**Provided data:**

↓

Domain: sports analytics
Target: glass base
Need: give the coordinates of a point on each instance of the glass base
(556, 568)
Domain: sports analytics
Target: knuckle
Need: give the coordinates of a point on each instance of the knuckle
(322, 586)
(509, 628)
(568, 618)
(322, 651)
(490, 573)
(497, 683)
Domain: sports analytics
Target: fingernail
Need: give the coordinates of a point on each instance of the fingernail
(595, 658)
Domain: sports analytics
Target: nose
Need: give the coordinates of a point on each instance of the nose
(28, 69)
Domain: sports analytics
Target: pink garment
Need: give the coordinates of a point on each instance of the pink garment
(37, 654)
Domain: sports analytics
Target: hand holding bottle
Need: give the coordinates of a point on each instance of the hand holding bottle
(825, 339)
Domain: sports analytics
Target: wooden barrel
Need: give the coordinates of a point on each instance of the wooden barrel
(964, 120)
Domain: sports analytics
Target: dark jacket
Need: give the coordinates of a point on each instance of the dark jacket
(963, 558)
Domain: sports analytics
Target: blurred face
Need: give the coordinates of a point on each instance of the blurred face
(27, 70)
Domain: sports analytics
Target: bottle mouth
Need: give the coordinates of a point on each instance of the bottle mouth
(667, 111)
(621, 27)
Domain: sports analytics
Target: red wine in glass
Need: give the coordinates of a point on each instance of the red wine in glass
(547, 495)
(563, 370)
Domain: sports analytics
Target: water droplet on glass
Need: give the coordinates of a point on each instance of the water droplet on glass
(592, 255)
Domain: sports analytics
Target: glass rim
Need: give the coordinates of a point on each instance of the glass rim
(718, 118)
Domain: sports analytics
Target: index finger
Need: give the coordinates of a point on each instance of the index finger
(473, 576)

↑
↓

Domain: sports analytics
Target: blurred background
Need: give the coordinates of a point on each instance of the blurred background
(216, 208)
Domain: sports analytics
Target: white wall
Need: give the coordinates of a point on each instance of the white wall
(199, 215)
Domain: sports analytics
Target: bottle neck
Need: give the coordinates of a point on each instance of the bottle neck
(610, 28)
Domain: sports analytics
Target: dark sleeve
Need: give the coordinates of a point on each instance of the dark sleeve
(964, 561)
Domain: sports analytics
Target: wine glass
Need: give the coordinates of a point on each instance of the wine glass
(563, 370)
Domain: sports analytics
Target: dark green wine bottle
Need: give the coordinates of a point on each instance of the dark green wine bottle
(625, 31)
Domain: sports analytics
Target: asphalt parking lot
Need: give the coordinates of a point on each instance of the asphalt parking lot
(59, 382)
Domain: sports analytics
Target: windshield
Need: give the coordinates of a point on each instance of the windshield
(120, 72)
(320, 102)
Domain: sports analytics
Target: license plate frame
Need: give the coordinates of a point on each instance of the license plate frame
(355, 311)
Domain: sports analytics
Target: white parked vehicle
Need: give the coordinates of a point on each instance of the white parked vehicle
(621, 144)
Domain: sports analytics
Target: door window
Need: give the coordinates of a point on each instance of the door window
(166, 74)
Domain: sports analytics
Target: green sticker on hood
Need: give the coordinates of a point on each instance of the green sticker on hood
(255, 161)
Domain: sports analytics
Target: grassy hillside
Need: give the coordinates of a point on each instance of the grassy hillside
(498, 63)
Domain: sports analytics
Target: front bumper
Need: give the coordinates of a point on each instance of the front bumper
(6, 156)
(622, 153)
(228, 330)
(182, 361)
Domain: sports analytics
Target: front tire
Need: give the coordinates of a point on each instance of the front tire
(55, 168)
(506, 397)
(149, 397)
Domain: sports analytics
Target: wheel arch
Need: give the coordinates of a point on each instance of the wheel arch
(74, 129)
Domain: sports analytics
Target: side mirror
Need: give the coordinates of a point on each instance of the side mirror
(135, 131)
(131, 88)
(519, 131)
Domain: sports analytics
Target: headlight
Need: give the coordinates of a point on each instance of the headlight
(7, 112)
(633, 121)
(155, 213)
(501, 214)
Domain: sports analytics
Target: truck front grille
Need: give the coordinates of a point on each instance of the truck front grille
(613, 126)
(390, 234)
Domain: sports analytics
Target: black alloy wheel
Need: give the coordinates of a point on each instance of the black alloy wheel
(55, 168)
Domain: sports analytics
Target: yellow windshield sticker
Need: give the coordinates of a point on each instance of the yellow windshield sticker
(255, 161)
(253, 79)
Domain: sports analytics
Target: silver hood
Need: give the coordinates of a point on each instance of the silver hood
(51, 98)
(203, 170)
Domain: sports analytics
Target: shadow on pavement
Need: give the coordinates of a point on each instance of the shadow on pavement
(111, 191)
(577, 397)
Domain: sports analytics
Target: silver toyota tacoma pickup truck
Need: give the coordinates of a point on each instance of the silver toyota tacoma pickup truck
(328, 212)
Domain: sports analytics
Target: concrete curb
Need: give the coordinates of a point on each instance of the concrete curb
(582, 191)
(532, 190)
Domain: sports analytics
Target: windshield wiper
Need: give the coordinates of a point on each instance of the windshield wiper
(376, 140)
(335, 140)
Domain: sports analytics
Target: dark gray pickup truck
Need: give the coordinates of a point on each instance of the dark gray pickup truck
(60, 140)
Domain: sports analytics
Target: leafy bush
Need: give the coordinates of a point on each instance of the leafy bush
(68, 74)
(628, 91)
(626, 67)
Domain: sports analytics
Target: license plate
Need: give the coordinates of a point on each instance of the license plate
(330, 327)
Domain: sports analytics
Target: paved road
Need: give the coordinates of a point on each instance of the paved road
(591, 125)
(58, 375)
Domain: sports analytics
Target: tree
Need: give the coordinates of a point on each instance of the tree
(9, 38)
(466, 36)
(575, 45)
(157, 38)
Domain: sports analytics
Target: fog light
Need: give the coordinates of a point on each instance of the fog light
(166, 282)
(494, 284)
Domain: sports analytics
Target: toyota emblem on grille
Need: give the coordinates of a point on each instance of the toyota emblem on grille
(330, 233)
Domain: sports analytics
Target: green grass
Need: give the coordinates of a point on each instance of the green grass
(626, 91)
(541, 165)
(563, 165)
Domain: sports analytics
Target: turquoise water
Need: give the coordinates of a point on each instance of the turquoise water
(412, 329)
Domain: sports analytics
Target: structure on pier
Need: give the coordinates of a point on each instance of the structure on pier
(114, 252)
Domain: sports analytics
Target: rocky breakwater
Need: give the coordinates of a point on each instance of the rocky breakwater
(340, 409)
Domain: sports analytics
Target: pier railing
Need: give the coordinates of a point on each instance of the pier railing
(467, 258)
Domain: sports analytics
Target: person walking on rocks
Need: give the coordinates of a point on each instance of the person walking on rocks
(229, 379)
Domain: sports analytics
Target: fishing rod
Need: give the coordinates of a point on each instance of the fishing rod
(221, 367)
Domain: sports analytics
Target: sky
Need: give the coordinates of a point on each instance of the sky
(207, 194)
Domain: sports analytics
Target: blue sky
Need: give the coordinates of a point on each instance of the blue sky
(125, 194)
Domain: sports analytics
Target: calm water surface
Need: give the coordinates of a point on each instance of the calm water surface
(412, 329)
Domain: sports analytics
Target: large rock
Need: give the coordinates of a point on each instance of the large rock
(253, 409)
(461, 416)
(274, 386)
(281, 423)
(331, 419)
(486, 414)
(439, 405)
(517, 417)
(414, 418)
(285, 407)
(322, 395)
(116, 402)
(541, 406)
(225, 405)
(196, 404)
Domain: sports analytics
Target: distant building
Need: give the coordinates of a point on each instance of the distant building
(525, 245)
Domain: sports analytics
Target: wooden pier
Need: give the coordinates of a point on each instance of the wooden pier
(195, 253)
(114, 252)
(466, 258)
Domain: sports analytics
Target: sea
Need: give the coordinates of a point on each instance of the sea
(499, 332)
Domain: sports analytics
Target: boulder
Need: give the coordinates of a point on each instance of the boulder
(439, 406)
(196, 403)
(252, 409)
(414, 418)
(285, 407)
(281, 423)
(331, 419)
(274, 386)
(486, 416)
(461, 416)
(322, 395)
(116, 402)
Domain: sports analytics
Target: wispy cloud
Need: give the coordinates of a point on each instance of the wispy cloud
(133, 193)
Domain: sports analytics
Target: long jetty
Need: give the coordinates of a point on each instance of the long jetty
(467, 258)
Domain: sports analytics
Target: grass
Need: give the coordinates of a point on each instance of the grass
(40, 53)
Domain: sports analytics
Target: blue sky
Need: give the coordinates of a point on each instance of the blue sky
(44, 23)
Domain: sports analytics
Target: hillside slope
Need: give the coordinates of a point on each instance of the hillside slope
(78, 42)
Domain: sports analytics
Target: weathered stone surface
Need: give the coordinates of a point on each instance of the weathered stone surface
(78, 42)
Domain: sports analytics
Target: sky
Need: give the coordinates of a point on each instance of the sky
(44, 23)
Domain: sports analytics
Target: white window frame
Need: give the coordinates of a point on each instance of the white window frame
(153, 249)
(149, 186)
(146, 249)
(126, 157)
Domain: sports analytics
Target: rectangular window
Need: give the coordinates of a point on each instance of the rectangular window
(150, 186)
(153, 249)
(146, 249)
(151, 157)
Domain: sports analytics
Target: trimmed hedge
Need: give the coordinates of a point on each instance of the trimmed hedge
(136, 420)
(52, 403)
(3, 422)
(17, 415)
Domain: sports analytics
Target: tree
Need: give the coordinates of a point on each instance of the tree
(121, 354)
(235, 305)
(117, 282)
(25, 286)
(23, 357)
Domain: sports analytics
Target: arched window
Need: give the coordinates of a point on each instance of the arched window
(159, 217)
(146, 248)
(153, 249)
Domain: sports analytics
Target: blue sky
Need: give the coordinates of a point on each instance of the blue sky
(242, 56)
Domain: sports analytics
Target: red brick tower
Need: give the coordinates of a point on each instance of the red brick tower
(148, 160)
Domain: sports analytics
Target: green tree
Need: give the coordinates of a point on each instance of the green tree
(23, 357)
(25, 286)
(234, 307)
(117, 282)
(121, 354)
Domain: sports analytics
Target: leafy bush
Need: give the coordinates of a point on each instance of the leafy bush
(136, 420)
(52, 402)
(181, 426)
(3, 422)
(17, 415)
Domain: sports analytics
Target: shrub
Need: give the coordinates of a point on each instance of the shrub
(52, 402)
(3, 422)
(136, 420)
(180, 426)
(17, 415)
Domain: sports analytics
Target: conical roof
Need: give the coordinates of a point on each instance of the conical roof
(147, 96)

↑

**Aim:**
Extract every line of the material above that contains the string "shrub", matching case exactly.

**Answer to this problem:**
Target: shrub
Need: give the coordinates of a point on each instance of the shrub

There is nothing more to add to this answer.